» WORK TO BE COMPLETED
From the listing that follows, extract every line and set it down unaltered.

» RECORDS FOR THIS EXERCISE
────────
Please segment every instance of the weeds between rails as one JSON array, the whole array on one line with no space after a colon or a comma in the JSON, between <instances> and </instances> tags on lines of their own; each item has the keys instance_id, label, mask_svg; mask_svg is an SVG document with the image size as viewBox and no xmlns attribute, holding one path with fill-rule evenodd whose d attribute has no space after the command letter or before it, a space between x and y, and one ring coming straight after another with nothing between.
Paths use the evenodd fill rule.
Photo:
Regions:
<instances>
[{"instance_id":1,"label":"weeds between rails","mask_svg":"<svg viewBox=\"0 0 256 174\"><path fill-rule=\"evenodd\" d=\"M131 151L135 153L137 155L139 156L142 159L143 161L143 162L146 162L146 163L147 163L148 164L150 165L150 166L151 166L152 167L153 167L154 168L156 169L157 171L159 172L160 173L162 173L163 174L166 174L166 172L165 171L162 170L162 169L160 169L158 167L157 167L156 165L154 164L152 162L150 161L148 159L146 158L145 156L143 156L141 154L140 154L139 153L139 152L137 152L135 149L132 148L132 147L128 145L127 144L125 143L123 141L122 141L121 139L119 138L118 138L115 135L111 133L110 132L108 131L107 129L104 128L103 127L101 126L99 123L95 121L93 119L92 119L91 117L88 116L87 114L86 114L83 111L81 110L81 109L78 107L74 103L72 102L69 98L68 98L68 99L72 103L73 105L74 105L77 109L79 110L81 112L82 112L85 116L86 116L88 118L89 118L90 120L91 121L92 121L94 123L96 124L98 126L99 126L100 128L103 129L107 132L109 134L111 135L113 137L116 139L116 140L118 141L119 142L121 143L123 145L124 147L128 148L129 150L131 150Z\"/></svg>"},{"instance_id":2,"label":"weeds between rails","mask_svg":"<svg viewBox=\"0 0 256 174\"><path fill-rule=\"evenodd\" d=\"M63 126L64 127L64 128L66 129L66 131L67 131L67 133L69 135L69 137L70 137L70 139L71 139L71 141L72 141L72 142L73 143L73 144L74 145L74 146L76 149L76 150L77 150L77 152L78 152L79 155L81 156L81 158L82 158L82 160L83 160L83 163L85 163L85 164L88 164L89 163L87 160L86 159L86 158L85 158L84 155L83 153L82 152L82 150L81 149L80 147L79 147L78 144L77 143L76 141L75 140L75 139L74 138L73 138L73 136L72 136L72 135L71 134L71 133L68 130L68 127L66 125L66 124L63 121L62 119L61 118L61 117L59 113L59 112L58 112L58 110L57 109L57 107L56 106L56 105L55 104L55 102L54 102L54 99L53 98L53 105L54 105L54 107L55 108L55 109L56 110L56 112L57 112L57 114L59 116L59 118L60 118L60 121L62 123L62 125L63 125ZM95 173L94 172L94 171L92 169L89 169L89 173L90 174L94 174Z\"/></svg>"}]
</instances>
────────
» ANSWER TO THE PROBLEM
Please segment every instance of the weeds between rails as one JSON array, the whole array on one line with no space after a colon or a comma in the JSON, between <instances> and </instances> tags on lines of their own; each item has the keys instance_id, label, mask_svg; mask_svg is an SVG document with the image size as viewBox and no xmlns attribute, holding one path with fill-rule evenodd whose d attribute has no space after the command letter or before it, a space between x and y, and one ring coming straight after another with nothing between.
Paths use the evenodd fill rule.
Photo:
Regions:
<instances>
[{"instance_id":1,"label":"weeds between rails","mask_svg":"<svg viewBox=\"0 0 256 174\"><path fill-rule=\"evenodd\" d=\"M131 151L135 153L137 155L139 156L142 159L143 161L143 162L146 162L146 163L147 163L148 164L150 165L150 166L151 166L152 167L153 167L154 168L156 169L157 171L159 172L160 173L162 173L163 174L166 174L166 172L165 171L162 170L162 169L160 169L158 167L157 167L156 165L154 164L152 162L150 161L148 159L146 158L145 156L143 156L141 154L140 154L139 153L139 152L137 152L135 149L132 148L132 147L128 145L127 144L125 143L123 141L122 141L121 139L119 138L118 138L115 135L111 133L110 132L108 131L107 129L104 128L103 127L101 126L99 123L95 121L93 119L92 119L91 117L88 116L87 114L86 114L83 111L81 110L81 109L78 107L74 103L72 102L69 98L68 98L68 99L72 103L73 105L74 105L77 109L79 110L81 112L82 112L85 116L86 116L88 118L89 118L90 120L91 121L92 121L94 123L96 124L98 126L99 126L100 128L103 129L107 132L109 134L111 135L113 137L116 139L116 140L118 141L119 142L121 143L123 145L124 147L128 148L129 150L131 150Z\"/></svg>"},{"instance_id":2,"label":"weeds between rails","mask_svg":"<svg viewBox=\"0 0 256 174\"><path fill-rule=\"evenodd\" d=\"M63 126L64 127L64 128L66 129L66 131L67 131L67 133L69 135L69 137L70 137L70 139L71 139L71 141L72 141L72 142L73 143L73 144L74 145L74 146L76 149L76 150L77 150L77 152L78 152L79 155L81 156L81 158L82 158L82 160L83 160L83 163L85 163L85 164L88 164L89 163L87 160L86 159L86 158L85 158L84 155L83 153L82 152L82 150L81 149L80 147L79 147L78 144L77 143L76 141L75 140L75 139L74 138L73 138L73 136L72 136L72 135L71 134L71 133L68 130L68 127L66 125L66 124L63 121L62 119L61 118L61 117L59 113L59 112L58 112L58 110L57 109L57 107L56 106L56 105L55 104L55 102L54 102L54 99L53 98L53 105L54 105L54 107L55 108L55 109L56 110L56 112L57 112L57 114L59 116L59 118L60 118L60 121L62 123L62 125L63 125ZM95 173L94 172L94 171L92 169L89 169L89 173L90 174L94 174Z\"/></svg>"}]
</instances>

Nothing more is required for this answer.